**TASK DETAILS**
Take the line containing "TARGET: black griddle" in the listing below and copy it, along with every line after it, without alteration.

**INFORMATION**

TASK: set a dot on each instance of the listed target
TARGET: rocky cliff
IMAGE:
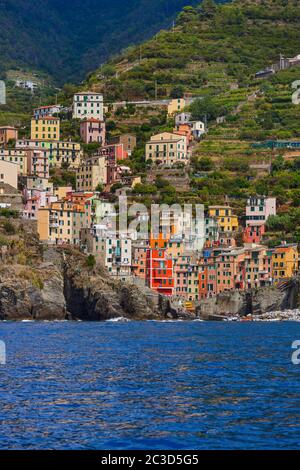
(62, 286)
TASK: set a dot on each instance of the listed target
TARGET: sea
(149, 385)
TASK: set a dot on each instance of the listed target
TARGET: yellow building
(285, 261)
(167, 148)
(16, 156)
(56, 223)
(176, 105)
(227, 221)
(46, 128)
(61, 192)
(9, 173)
(91, 173)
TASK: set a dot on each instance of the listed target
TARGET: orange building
(186, 130)
(139, 261)
(159, 273)
(8, 133)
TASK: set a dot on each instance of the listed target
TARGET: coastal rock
(92, 295)
(23, 298)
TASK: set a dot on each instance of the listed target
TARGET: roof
(47, 107)
(45, 118)
(91, 120)
(83, 93)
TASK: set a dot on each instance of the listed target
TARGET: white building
(9, 173)
(46, 111)
(88, 105)
(167, 148)
(259, 209)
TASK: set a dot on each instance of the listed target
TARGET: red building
(113, 153)
(254, 234)
(93, 130)
(159, 272)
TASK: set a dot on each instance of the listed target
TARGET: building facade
(46, 128)
(88, 105)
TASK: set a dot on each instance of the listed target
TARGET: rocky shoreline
(62, 286)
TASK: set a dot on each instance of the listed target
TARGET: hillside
(67, 42)
(211, 48)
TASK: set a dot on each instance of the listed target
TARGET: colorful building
(46, 128)
(128, 141)
(59, 153)
(15, 156)
(168, 149)
(159, 272)
(227, 221)
(91, 173)
(46, 111)
(186, 274)
(93, 130)
(9, 173)
(7, 134)
(88, 105)
(176, 105)
(285, 262)
(38, 163)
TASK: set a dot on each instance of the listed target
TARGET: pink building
(113, 153)
(38, 163)
(35, 200)
(254, 234)
(93, 130)
(259, 209)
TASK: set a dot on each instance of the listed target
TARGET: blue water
(149, 386)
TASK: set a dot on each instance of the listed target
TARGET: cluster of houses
(173, 148)
(33, 158)
(188, 265)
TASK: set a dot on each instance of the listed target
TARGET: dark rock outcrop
(24, 299)
(92, 295)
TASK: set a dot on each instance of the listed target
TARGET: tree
(177, 92)
(203, 164)
(208, 8)
(206, 107)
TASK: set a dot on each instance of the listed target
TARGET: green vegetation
(67, 42)
(9, 213)
(211, 49)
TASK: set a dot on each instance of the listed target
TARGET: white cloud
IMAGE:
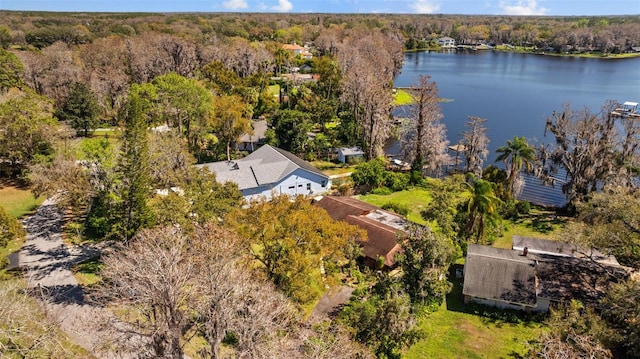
(522, 7)
(283, 6)
(425, 6)
(235, 4)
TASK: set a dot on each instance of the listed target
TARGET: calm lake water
(517, 92)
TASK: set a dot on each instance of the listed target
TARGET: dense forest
(84, 99)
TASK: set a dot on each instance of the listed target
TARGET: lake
(517, 92)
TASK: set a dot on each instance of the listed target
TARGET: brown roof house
(383, 228)
(535, 273)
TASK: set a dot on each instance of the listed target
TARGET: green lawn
(402, 97)
(19, 201)
(274, 90)
(414, 198)
(540, 223)
(88, 273)
(457, 331)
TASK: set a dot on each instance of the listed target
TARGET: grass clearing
(539, 223)
(19, 201)
(274, 90)
(87, 273)
(458, 331)
(402, 97)
(415, 199)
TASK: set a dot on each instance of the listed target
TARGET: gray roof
(267, 165)
(558, 248)
(499, 274)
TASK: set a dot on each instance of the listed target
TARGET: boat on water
(628, 109)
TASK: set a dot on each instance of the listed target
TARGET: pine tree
(132, 176)
(80, 109)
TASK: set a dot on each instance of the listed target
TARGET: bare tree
(476, 145)
(589, 148)
(25, 331)
(424, 141)
(175, 285)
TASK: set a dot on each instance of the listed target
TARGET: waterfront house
(268, 171)
(532, 278)
(350, 154)
(383, 228)
(446, 42)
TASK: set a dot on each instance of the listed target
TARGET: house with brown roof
(298, 50)
(383, 227)
(532, 278)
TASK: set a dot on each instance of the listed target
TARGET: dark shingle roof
(382, 239)
(566, 278)
(499, 274)
(382, 227)
(341, 207)
(559, 248)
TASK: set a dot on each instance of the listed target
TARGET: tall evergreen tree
(476, 145)
(80, 109)
(516, 155)
(425, 141)
(133, 176)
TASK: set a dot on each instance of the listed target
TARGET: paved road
(46, 262)
(330, 303)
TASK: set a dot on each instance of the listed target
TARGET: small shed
(350, 154)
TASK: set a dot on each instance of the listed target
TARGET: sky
(467, 7)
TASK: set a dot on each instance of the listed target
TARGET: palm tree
(481, 208)
(516, 155)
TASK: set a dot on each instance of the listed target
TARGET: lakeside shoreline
(503, 48)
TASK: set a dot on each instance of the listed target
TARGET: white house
(350, 154)
(446, 42)
(271, 170)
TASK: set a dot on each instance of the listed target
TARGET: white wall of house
(299, 182)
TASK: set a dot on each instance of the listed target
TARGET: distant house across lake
(446, 42)
(350, 154)
(251, 142)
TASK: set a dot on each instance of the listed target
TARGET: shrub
(523, 207)
(401, 209)
(383, 191)
(10, 228)
(397, 181)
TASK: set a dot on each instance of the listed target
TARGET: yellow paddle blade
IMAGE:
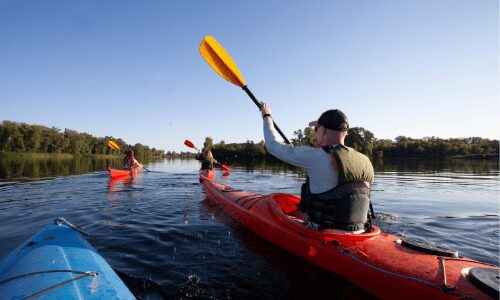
(113, 145)
(220, 61)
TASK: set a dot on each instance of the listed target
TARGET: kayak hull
(123, 173)
(58, 263)
(375, 261)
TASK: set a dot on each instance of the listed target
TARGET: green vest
(352, 165)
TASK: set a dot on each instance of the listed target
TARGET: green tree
(360, 139)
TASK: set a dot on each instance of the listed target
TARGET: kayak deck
(372, 260)
(119, 173)
(58, 263)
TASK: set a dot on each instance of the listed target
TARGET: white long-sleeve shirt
(316, 162)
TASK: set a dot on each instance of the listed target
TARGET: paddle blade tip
(220, 61)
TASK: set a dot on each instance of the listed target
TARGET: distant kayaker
(129, 161)
(207, 159)
(336, 194)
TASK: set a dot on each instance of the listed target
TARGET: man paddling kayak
(336, 194)
(207, 159)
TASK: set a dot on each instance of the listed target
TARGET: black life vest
(345, 206)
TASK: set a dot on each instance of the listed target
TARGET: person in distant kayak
(336, 194)
(207, 159)
(130, 161)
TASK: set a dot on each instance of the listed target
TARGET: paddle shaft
(249, 93)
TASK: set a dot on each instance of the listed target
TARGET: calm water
(159, 235)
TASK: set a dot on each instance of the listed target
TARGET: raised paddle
(191, 145)
(223, 64)
(114, 146)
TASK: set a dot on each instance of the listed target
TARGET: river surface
(165, 242)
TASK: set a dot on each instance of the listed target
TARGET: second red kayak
(384, 265)
(121, 173)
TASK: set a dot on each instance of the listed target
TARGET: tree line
(24, 138)
(365, 141)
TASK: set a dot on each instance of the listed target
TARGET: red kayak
(381, 264)
(120, 173)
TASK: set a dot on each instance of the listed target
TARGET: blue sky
(132, 69)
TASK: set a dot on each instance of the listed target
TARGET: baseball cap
(332, 119)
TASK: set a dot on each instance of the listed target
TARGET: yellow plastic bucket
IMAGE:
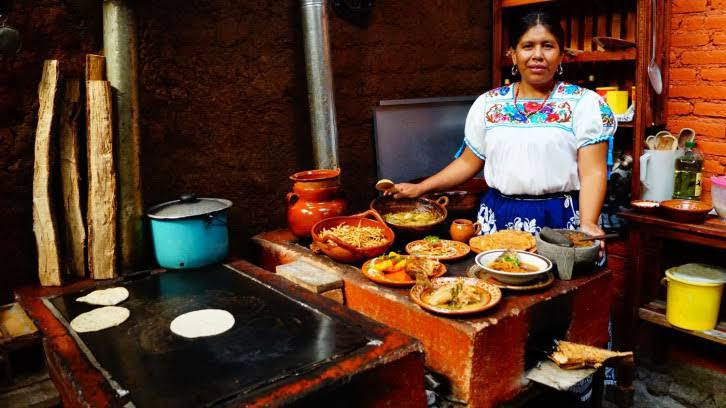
(694, 296)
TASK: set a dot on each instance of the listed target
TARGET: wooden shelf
(588, 56)
(517, 3)
(654, 312)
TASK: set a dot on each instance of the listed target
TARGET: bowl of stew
(411, 215)
(515, 267)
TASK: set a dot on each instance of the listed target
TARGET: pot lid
(188, 205)
(720, 181)
(698, 274)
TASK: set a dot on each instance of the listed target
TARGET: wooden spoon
(686, 135)
(385, 185)
(602, 236)
(664, 140)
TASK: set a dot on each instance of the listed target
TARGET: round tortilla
(99, 319)
(202, 323)
(105, 297)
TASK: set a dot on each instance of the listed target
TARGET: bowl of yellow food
(515, 267)
(411, 215)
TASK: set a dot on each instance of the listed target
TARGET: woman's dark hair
(547, 19)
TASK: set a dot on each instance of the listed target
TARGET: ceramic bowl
(386, 205)
(645, 206)
(688, 211)
(542, 264)
(346, 253)
(569, 260)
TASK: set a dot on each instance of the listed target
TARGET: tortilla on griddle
(202, 323)
(99, 319)
(505, 239)
(105, 297)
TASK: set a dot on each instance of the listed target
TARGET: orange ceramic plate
(398, 279)
(447, 251)
(419, 295)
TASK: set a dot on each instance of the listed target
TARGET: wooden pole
(102, 247)
(75, 230)
(120, 48)
(44, 223)
(95, 67)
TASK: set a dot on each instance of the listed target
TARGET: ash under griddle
(273, 338)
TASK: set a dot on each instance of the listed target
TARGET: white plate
(517, 278)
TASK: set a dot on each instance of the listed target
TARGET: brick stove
(484, 358)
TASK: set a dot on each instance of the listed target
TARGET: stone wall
(697, 94)
(223, 98)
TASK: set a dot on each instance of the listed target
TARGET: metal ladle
(653, 70)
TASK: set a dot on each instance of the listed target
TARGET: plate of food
(435, 248)
(455, 295)
(513, 266)
(505, 239)
(476, 271)
(399, 270)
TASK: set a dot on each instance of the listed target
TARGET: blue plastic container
(190, 232)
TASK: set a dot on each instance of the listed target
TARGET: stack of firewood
(63, 235)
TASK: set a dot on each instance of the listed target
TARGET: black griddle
(274, 337)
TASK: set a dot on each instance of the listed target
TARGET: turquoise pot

**RESULT**
TARGET: black griddle
(274, 337)
TASK: set a dot on each instance of the listed target
TARGET: turquoise pot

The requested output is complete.